What the exercise asks: Please render the lines below as a Markdown table with the columns Row and Line text, numbering each row and leaving out any blank lines. Include only the lines starting with the one containing "mask --target=white eye" and going on through the one containing "M 117 44 L 115", both ends included.

Data for this exercise:

* begin *

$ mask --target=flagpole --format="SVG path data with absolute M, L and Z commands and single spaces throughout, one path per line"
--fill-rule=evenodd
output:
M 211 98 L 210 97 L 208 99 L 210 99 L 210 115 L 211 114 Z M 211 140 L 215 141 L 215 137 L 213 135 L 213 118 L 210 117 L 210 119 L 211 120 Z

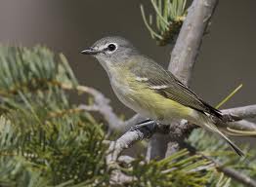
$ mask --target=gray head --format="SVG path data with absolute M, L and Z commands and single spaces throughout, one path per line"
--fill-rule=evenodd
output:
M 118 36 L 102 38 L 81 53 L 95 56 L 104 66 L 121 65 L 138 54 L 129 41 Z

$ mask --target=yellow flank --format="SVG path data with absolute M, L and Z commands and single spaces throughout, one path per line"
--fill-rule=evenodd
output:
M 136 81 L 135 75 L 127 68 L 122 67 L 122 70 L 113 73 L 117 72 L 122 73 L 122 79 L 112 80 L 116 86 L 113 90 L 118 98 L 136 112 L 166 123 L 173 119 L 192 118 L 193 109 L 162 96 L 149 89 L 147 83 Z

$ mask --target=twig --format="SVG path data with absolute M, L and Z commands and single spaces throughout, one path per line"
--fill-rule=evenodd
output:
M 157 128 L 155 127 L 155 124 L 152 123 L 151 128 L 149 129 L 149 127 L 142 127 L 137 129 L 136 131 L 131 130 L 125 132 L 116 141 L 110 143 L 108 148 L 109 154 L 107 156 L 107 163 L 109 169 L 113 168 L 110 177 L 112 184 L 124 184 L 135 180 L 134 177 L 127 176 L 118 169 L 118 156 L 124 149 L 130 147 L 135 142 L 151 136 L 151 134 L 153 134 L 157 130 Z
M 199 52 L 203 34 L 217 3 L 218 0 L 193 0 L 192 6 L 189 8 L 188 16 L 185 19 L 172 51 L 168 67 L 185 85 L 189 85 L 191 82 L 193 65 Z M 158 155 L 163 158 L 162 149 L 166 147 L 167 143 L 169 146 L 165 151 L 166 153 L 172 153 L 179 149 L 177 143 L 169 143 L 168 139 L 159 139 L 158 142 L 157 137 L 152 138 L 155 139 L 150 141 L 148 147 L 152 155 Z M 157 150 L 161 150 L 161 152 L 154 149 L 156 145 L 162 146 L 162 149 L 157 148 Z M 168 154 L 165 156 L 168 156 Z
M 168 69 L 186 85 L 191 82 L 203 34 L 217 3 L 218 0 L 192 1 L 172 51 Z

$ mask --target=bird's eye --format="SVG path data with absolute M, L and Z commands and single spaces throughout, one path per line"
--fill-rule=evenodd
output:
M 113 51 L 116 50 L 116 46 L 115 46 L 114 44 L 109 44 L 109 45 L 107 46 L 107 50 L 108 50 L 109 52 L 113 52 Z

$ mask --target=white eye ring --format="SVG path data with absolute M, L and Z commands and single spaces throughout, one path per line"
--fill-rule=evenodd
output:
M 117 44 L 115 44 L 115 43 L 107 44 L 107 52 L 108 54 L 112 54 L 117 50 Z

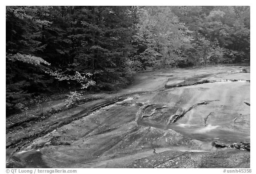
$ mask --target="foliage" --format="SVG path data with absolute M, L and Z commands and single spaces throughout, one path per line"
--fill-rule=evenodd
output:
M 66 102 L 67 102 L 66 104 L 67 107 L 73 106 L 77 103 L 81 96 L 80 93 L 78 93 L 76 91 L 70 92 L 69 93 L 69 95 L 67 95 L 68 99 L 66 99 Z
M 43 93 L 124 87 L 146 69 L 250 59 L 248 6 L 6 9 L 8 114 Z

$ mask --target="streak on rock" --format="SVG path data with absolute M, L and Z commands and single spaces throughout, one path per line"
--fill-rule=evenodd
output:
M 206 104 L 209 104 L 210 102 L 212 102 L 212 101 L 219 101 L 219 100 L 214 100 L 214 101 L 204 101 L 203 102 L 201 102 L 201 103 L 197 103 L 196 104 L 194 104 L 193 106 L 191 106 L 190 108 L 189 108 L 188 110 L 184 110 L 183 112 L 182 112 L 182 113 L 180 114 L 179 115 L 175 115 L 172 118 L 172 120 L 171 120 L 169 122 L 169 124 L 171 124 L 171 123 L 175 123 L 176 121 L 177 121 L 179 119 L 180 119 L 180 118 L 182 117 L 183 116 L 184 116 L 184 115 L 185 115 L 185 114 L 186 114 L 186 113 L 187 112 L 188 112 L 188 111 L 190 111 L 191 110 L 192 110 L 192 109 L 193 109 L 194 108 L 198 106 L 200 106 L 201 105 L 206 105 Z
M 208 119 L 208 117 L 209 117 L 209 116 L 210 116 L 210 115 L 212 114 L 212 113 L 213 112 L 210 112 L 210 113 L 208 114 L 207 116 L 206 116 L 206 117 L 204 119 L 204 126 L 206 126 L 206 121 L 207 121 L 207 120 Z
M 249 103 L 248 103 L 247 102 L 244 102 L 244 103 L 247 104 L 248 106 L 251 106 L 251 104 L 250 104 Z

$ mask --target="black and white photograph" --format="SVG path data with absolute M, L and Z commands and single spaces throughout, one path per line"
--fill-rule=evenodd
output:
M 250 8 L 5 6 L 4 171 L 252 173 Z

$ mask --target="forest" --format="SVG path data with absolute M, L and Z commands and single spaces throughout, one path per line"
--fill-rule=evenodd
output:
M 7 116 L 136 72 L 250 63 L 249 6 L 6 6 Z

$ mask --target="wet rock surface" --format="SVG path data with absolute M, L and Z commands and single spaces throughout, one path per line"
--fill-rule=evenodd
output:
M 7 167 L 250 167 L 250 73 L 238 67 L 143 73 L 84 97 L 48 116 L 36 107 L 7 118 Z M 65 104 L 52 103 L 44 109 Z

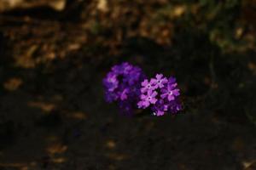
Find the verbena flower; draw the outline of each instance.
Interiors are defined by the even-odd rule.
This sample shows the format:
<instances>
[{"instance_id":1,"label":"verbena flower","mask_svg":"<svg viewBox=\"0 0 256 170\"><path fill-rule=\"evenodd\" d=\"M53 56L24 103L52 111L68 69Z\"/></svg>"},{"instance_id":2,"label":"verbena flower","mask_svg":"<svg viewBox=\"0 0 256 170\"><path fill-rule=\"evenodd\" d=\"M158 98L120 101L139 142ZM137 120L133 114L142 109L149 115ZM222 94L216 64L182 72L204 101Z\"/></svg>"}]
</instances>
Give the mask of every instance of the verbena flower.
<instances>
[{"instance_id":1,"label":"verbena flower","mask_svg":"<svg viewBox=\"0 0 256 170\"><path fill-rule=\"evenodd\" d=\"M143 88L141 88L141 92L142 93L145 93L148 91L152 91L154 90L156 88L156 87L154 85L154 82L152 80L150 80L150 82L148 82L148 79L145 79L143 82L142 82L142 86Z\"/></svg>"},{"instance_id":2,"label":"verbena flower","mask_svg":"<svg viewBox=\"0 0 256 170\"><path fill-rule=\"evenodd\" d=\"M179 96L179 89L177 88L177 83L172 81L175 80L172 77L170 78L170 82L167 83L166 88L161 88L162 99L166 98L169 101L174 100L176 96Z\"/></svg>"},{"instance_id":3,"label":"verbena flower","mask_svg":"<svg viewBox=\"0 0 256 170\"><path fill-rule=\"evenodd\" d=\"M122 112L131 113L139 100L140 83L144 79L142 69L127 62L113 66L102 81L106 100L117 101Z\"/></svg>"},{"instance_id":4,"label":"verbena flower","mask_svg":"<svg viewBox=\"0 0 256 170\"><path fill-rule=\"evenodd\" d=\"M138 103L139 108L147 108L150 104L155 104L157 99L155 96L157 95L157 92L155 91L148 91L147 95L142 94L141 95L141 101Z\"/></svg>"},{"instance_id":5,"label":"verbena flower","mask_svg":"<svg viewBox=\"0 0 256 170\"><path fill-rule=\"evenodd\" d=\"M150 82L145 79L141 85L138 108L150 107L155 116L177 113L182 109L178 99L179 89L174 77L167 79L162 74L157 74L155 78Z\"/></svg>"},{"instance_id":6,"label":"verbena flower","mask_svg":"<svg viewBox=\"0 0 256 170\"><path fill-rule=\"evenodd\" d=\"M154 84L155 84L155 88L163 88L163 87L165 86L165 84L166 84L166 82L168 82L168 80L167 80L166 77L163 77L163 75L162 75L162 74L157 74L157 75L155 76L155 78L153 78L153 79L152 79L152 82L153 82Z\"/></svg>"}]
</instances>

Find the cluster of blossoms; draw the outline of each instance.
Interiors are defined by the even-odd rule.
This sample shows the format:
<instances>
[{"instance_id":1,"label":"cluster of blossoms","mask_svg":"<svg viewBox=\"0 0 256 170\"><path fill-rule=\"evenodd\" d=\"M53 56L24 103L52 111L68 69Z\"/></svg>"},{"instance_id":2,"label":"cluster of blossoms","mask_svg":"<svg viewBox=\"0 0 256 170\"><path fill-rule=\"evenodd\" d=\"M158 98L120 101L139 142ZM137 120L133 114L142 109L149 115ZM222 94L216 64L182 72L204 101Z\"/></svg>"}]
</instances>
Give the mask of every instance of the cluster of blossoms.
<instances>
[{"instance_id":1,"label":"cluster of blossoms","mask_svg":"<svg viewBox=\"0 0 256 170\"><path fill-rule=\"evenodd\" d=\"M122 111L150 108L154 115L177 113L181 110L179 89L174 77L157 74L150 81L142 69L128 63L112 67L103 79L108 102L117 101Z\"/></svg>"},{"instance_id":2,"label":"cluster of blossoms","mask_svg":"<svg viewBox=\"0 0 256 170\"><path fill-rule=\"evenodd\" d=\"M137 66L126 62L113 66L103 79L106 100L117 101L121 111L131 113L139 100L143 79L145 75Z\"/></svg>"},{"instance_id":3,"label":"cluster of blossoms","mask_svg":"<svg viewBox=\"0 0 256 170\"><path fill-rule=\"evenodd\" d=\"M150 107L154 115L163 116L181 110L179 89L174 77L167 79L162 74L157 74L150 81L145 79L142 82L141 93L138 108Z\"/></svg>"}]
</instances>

* end *
* begin *

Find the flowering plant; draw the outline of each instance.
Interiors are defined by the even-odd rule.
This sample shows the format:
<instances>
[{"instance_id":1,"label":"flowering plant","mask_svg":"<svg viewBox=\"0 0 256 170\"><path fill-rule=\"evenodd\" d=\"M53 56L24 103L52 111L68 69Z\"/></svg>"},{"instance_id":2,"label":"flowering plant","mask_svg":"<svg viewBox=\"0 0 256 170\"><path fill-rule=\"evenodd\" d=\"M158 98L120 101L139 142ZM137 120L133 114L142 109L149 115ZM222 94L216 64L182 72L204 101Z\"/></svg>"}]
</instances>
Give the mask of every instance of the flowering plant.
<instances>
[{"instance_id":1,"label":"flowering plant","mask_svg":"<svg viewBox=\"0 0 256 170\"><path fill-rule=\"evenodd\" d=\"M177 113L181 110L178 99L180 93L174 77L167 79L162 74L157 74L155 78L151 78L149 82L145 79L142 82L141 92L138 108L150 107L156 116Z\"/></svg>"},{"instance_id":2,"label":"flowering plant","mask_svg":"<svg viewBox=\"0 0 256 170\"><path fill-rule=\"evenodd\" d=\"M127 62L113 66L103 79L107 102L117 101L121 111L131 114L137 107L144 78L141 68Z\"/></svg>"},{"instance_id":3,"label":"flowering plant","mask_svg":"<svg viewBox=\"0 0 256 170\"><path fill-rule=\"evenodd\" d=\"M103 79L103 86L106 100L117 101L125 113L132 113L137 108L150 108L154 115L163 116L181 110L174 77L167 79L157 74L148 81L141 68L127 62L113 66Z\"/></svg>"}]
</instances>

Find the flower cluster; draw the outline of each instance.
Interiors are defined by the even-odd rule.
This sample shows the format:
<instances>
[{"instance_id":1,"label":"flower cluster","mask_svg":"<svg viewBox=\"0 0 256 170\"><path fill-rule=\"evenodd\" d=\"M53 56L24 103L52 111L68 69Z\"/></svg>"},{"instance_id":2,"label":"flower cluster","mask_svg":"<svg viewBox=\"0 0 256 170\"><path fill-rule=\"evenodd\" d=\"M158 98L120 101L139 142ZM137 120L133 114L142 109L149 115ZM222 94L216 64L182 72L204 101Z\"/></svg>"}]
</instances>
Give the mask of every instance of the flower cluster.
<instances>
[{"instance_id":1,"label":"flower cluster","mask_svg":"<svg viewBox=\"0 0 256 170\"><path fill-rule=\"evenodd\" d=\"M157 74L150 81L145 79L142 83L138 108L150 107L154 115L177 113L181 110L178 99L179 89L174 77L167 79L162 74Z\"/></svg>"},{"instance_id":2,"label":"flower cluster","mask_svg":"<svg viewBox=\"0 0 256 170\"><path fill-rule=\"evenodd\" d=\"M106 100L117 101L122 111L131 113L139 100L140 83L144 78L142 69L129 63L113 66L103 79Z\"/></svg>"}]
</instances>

* end *

Output of the exercise:
| Row | Line text |
|---|---|
| 1 | $ mask --target=white eye ring --format="SVG path data with absolute M, L and Z commands and single spaces throughout, one path per line" |
| 2 | --fill-rule=evenodd |
| 3 | output: |
| 4 | M 117 44 L 115 44 L 115 43 L 107 44 L 107 52 L 108 54 L 112 54 L 117 50 Z |